Listing:
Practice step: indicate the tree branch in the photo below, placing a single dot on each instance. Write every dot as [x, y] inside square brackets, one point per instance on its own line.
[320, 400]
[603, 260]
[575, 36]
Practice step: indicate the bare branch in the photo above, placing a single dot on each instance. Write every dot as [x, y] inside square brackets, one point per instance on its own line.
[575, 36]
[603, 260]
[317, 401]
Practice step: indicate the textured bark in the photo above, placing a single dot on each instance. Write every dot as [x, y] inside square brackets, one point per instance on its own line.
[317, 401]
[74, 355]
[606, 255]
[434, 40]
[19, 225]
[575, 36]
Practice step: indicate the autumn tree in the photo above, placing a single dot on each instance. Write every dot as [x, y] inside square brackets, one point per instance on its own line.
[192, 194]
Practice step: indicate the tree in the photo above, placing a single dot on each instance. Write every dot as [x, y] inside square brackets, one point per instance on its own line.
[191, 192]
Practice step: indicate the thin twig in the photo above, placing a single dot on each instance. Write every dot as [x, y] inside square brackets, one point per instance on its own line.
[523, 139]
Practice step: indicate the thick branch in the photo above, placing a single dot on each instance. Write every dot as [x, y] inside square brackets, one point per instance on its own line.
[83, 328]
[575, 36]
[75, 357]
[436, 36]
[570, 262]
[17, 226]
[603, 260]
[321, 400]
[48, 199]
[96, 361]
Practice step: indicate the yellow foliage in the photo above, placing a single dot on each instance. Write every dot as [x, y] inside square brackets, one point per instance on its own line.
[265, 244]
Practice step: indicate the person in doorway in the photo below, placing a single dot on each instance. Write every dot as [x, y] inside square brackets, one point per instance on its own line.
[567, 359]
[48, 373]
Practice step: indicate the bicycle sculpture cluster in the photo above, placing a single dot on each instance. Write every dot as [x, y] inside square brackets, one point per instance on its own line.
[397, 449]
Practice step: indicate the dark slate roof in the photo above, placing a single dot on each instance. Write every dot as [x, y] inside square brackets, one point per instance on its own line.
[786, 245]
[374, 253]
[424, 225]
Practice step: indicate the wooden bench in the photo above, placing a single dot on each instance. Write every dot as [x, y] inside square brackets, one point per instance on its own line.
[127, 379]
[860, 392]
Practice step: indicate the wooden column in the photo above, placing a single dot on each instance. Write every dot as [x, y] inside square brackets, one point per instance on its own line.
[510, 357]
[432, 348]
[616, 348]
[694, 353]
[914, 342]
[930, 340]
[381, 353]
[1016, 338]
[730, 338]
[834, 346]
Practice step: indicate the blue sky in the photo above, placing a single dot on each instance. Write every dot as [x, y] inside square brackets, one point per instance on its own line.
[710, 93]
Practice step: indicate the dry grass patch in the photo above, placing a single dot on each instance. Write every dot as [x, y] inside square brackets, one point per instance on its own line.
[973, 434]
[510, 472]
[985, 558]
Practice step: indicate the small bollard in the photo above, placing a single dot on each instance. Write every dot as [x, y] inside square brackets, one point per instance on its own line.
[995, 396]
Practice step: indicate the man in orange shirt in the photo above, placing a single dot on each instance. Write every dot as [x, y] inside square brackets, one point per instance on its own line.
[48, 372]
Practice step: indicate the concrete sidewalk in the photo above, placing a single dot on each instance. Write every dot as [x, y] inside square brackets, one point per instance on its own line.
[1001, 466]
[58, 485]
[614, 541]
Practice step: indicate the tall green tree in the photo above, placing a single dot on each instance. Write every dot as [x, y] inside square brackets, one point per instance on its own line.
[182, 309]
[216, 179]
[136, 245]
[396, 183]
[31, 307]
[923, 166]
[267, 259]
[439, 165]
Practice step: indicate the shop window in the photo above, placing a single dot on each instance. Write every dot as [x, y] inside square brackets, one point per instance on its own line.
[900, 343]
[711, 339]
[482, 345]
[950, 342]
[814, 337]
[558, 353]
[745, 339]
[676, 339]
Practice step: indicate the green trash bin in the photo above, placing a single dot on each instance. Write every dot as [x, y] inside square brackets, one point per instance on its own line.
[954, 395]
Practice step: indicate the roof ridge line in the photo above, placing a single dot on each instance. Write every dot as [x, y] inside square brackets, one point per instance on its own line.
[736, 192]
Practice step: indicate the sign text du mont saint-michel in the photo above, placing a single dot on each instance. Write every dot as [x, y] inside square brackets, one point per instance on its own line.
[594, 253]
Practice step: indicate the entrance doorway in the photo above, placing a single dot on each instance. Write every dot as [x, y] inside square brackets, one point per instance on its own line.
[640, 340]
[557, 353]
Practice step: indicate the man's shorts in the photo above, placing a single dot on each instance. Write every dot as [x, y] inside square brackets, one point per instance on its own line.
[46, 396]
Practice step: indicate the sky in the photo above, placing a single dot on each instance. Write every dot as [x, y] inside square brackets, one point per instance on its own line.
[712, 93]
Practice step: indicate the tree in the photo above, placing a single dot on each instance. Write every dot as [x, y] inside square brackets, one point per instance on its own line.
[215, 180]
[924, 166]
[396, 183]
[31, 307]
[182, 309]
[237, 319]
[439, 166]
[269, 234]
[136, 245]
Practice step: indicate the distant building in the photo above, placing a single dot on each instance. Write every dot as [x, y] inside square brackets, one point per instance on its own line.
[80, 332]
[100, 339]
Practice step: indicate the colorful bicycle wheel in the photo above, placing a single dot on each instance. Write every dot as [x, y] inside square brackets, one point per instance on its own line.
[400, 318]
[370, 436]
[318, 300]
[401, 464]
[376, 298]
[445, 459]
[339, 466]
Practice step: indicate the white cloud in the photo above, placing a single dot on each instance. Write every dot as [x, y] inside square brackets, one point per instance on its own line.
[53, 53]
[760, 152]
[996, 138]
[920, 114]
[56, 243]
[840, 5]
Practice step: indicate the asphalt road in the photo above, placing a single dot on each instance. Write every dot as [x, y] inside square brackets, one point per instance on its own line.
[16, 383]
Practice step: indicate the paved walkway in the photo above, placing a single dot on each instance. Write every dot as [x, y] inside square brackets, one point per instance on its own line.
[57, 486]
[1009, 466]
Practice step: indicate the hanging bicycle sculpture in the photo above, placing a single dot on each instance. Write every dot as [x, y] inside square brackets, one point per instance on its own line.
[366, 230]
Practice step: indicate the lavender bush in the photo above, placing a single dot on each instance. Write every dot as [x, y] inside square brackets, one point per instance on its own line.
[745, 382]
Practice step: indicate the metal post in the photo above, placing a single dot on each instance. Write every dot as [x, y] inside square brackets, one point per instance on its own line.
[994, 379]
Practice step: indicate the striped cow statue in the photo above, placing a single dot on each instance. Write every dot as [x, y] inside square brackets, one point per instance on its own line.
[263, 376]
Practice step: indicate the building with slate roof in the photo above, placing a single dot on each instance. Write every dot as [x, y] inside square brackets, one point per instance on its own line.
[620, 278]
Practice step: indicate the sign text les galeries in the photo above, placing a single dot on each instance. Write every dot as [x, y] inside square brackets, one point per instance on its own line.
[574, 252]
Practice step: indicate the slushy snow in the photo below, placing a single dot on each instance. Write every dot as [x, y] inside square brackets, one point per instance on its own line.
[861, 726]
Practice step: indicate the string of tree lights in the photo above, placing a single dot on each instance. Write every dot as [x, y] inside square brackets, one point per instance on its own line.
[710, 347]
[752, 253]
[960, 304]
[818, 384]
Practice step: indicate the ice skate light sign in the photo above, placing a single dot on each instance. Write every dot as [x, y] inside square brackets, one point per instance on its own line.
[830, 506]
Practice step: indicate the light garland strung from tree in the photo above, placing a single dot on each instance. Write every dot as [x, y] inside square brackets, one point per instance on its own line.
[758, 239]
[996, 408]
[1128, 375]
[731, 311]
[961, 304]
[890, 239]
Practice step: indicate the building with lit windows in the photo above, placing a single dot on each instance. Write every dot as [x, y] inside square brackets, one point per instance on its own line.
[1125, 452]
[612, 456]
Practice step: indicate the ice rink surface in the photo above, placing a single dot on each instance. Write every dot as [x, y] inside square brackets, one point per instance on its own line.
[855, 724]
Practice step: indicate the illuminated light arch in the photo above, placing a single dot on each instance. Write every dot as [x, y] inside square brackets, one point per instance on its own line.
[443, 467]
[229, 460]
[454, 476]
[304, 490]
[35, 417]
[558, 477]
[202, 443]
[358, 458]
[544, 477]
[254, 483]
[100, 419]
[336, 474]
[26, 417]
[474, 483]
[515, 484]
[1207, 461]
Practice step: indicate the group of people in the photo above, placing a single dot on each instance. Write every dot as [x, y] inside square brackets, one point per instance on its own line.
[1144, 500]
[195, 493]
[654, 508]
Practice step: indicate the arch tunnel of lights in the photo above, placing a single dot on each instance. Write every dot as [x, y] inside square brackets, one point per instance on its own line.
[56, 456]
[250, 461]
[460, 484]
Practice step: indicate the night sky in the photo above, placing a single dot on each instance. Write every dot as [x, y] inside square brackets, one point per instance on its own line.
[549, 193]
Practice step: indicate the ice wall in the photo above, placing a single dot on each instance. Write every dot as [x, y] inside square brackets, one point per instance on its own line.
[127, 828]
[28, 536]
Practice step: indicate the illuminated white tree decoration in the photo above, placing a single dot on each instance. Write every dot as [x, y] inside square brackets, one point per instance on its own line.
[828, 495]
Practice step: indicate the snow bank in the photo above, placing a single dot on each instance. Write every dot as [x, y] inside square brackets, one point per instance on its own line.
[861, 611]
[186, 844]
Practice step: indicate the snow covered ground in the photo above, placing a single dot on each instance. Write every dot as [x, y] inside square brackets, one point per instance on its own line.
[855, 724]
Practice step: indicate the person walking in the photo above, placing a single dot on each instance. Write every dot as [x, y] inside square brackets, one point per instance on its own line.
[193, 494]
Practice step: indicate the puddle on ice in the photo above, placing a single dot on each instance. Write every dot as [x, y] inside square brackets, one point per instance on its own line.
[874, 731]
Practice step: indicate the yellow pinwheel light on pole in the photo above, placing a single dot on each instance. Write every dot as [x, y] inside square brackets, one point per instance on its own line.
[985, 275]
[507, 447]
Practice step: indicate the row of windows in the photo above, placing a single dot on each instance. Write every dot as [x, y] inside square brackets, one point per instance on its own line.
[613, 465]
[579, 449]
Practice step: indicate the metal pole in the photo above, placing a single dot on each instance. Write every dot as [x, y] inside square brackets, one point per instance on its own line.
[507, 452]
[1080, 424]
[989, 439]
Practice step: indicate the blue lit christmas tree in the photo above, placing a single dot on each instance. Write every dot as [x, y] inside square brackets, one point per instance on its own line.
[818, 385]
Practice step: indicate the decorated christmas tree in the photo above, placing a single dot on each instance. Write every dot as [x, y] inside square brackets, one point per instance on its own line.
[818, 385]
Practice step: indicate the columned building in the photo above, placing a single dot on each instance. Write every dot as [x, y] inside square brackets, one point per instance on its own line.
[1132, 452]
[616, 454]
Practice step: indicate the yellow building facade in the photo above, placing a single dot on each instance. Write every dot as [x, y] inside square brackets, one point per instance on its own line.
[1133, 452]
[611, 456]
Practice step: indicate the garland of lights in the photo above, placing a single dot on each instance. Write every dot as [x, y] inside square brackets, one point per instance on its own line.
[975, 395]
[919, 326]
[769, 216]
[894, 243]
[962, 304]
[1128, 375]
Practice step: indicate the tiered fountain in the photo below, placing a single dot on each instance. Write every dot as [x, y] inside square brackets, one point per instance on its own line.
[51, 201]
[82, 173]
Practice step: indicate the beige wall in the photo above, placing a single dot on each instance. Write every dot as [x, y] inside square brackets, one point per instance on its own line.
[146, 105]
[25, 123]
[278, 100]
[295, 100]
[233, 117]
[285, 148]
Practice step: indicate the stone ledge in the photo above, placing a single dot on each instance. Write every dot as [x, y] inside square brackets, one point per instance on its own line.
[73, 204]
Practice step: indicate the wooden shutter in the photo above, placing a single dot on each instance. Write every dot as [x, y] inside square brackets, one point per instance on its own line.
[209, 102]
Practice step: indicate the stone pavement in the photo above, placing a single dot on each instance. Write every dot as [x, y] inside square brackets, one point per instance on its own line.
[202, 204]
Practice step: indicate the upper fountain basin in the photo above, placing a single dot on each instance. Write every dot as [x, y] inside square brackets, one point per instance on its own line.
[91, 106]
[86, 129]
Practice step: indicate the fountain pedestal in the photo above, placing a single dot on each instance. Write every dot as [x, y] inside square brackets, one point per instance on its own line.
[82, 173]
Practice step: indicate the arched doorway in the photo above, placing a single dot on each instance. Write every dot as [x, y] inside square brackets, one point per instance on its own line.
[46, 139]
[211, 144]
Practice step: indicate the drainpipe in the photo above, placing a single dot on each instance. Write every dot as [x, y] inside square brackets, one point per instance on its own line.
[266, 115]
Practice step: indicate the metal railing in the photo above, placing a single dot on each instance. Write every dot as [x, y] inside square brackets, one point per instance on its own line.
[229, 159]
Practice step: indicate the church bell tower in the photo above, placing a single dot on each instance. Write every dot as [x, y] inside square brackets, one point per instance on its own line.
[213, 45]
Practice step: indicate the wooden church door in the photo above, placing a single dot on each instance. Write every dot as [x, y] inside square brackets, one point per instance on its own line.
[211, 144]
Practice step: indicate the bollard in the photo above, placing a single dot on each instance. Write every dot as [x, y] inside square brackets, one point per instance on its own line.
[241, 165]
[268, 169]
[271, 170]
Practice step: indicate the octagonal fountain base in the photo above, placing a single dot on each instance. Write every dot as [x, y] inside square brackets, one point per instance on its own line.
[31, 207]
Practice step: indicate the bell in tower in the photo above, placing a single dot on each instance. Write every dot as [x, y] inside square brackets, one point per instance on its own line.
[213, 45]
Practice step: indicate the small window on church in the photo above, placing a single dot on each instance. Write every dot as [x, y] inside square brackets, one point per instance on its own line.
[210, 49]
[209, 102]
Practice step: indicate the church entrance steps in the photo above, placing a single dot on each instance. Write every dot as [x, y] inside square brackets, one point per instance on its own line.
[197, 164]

Written instruction: Would you quote, exactly and only, the lines from the one containing "Practice step: indicate the fountain" to the end of the entries?

Response to this task:
Practice step: indicate the fountain pedestal in the photo above, placing a single dot on each instance. Write every dot as [x, y] inside square brackets, one point per instance on its own line.
[82, 173]
Practice step: indicate the arched doorway in the photo above, placing a single dot on each instance. Write every dot as [x, y] inside square brackets, one point per instance on its own line.
[46, 139]
[211, 144]
Practice step: indicate the drainpipe in the photo above, placing a single dot on each instance. Write every dot as [x, y] inside square brackets, one point per instance on its own line.
[266, 115]
Practice step: indicate the metal railing in the photo above, placing a single dot on each instance. Write every dot as [x, y] inside square brackets, one point per instance on its own line.
[229, 159]
Practice step: indicate the church bell tower in the photo above, placing a single dot on each instance. Write every dot as [x, y] inside square brackets, one point per instance on its own line.
[213, 45]
Practice step: indicate the wooden church door in the photo above, placing a single dot on each instance. Write every dot as [x, y] inside square brackets, one point per instance on its own line.
[211, 144]
Practice step: indicate the bollard in the photo above, placing a single dot on each instance. Write every dot as [x, y] inside square brackets, one point per instance on its own line.
[241, 165]
[268, 169]
[271, 170]
Practice step: indicate the octagonal fountain base in the photo above, placing a single dot on each instance. Write every dot as [x, y] inside square brackets, one point per instance on its own line.
[31, 207]
Practice step: indicate the bell in tower in the photo above, placing a single dot on each instance. Write every dot as [x, y] inside square brackets, one point per instance on its own line.
[213, 45]
Practice step: indicate the small window on church in the photo above, placing a single dot on each instance. Write every dot as [x, y] inside square brackets, one point per instance on its own line.
[210, 49]
[209, 102]
Practice step: indicate the church entrance steps in the photo above, placing a single dot on each instance. Write every dot as [x, y] inside square brackets, one point per instance on its own line.
[197, 164]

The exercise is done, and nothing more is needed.